# Data entries start

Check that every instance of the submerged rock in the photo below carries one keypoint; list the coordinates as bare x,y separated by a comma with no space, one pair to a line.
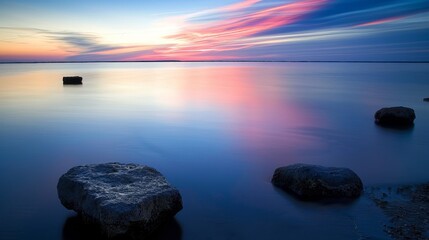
313,182
395,117
123,199
72,80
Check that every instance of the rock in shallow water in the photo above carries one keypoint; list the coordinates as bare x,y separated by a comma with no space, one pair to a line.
312,182
122,198
73,80
395,116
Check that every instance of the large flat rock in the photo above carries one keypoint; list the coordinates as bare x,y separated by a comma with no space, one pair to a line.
313,182
122,198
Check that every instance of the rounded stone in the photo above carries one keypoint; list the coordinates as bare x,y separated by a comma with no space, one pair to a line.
122,198
313,182
395,116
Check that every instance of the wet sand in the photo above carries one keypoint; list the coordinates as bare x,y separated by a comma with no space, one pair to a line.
407,208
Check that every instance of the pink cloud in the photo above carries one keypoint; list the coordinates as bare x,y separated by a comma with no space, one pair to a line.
198,41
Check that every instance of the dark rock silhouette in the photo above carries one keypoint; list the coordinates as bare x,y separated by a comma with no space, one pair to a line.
395,117
72,80
123,199
313,182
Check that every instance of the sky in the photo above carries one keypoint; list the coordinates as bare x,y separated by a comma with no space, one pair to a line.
189,30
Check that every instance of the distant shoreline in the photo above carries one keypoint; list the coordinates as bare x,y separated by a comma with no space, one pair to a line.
214,61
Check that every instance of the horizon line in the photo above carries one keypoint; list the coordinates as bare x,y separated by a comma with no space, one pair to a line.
149,61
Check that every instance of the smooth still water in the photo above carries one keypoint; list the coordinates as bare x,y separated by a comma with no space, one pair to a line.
217,131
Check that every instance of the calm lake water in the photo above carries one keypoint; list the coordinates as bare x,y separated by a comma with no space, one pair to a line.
216,131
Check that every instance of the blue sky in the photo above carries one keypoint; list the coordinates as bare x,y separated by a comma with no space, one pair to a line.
320,30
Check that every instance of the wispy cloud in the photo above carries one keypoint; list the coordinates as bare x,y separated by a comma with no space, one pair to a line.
233,31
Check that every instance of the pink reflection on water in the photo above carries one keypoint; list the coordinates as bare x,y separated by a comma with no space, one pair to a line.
250,104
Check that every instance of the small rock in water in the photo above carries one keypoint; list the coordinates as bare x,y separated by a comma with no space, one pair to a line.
72,80
124,199
313,182
395,117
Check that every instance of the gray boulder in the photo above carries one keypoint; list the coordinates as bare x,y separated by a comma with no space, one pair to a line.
72,80
395,116
312,182
124,199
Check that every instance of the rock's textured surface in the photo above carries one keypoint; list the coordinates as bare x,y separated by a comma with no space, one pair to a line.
72,80
122,198
312,182
395,116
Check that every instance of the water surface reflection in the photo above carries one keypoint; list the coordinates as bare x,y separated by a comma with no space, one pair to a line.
216,131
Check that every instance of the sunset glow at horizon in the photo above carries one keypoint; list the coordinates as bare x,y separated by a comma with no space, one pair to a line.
221,30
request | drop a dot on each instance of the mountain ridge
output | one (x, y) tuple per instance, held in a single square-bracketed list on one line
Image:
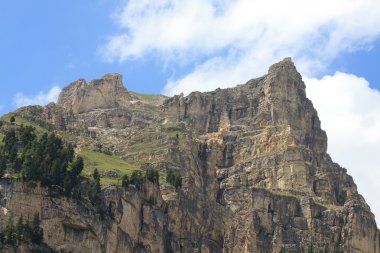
[(253, 160)]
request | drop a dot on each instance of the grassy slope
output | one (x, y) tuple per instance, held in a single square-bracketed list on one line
[(103, 163)]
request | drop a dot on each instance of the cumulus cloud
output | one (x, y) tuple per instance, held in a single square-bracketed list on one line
[(39, 99), (349, 111), (234, 40), (226, 42)]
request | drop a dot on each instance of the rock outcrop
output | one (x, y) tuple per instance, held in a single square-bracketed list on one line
[(107, 92), (256, 175)]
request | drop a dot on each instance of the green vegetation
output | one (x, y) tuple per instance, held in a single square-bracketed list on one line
[(28, 231), (44, 159), (102, 162), (174, 179), (21, 121), (125, 181), (137, 179)]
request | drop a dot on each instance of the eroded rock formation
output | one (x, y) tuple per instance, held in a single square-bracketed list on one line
[(256, 175)]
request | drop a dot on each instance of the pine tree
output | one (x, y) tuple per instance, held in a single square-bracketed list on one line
[(37, 232)]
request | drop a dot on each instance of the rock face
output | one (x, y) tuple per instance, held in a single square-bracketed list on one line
[(256, 175), (107, 92)]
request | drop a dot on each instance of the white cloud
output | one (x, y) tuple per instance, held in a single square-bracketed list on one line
[(234, 40), (231, 41), (39, 99), (349, 111)]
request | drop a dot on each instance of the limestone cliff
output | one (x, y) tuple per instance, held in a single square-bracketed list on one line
[(256, 175)]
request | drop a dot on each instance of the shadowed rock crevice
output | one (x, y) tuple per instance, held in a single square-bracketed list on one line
[(255, 173)]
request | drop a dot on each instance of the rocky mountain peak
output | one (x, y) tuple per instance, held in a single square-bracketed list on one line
[(252, 159), (106, 92)]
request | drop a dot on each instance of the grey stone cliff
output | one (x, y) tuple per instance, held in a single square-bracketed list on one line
[(256, 175)]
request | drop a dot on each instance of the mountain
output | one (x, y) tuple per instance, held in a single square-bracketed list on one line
[(252, 162)]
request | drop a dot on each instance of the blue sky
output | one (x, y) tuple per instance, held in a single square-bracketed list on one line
[(172, 46)]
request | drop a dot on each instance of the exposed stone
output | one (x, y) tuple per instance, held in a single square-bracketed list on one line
[(255, 173)]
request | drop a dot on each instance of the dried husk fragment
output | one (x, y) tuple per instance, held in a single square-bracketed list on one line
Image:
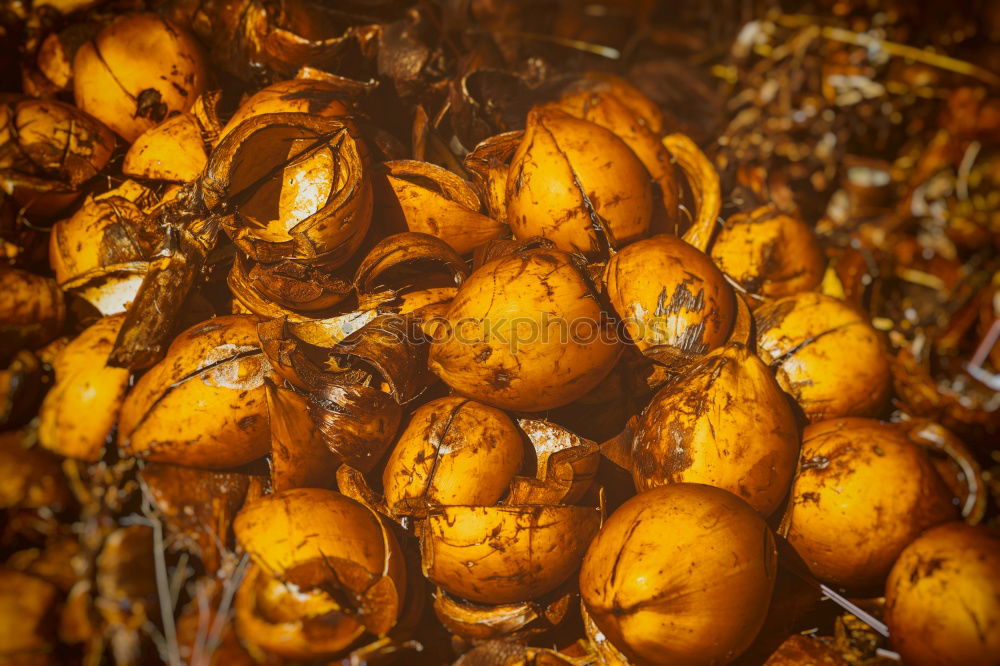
[(125, 578), (101, 252), (565, 465), (514, 621), (525, 332), (279, 618), (699, 596), (435, 201), (204, 404), (608, 111), (39, 168), (80, 411), (187, 236), (489, 164), (136, 71), (862, 493), (364, 346), (577, 184), (55, 56), (675, 304), (943, 597), (172, 151), (299, 455), (409, 261), (453, 451), (825, 354), (196, 506), (297, 187), (334, 98), (955, 463), (505, 554), (726, 423), (769, 253), (254, 39), (341, 363), (332, 543)]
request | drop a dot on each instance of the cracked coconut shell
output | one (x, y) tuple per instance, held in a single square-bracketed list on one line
[(577, 184), (525, 332), (680, 574), (825, 354), (505, 554), (80, 411), (726, 423), (862, 493), (769, 253), (435, 201), (301, 186), (453, 451), (337, 551), (48, 150), (204, 404)]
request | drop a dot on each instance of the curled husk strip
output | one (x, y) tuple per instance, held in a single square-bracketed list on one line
[(565, 465), (710, 613), (577, 184), (135, 72), (825, 354), (338, 551), (862, 493), (453, 451), (675, 303), (297, 187), (435, 201), (49, 150), (726, 423), (956, 464), (769, 253), (513, 337), (489, 164), (101, 252), (504, 554), (80, 411), (32, 309), (204, 404)]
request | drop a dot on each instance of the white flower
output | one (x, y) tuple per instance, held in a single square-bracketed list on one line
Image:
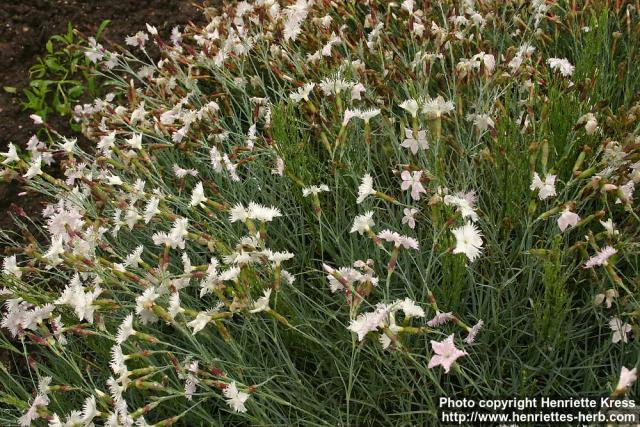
[(356, 91), (368, 322), (348, 115), (263, 213), (481, 121), (135, 141), (197, 196), (235, 398), (410, 105), (302, 93), (437, 107), (411, 180), (138, 39), (367, 115), (10, 266), (415, 142), (74, 295), (11, 155), (125, 330), (27, 418), (174, 305), (176, 236), (89, 410), (409, 217), (399, 240), (144, 305), (464, 203), (468, 241), (410, 308), (627, 378), (314, 189), (201, 320), (365, 189), (262, 303), (590, 123), (601, 257), (620, 330), (546, 188), (473, 332), (182, 172), (562, 65), (607, 297), (567, 218), (610, 227), (362, 223), (34, 168), (151, 209)]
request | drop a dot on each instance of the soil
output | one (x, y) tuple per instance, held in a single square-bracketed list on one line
[(25, 27)]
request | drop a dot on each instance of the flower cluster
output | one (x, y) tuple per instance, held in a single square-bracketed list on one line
[(438, 167)]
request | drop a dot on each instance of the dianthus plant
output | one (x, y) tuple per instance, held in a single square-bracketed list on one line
[(332, 213)]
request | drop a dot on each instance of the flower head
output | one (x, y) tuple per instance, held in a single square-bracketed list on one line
[(365, 189), (620, 330), (235, 398), (411, 180), (546, 188), (415, 142), (468, 241), (627, 378), (567, 219), (446, 353), (563, 65), (601, 257), (362, 223)]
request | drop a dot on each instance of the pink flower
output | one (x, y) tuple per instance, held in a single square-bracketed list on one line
[(412, 180), (446, 353)]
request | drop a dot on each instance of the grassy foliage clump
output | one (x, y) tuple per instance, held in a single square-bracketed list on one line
[(333, 213)]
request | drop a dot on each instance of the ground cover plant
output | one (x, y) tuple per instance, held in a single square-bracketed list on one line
[(333, 213)]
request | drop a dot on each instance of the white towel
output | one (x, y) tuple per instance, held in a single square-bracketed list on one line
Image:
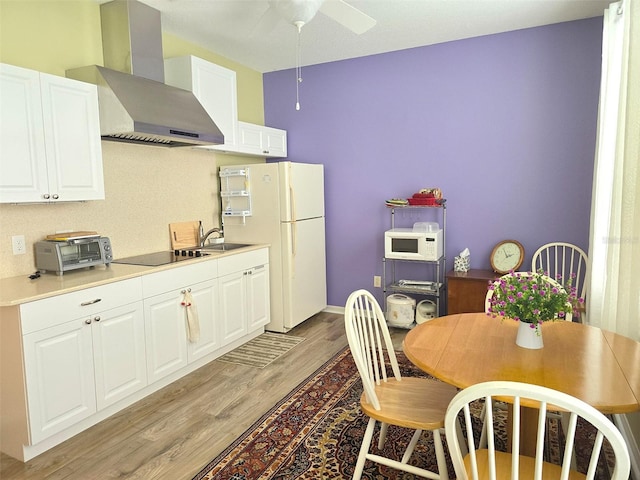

# Data entries end

### Direction
Which lines in the listing above contain the word "white"? Pull out each of them in full.

### Right answer
request | drop a dot on each instance of the white cloud
request | drop a dot on each instance of the white flower
request | drop a dot on each instance of the white towel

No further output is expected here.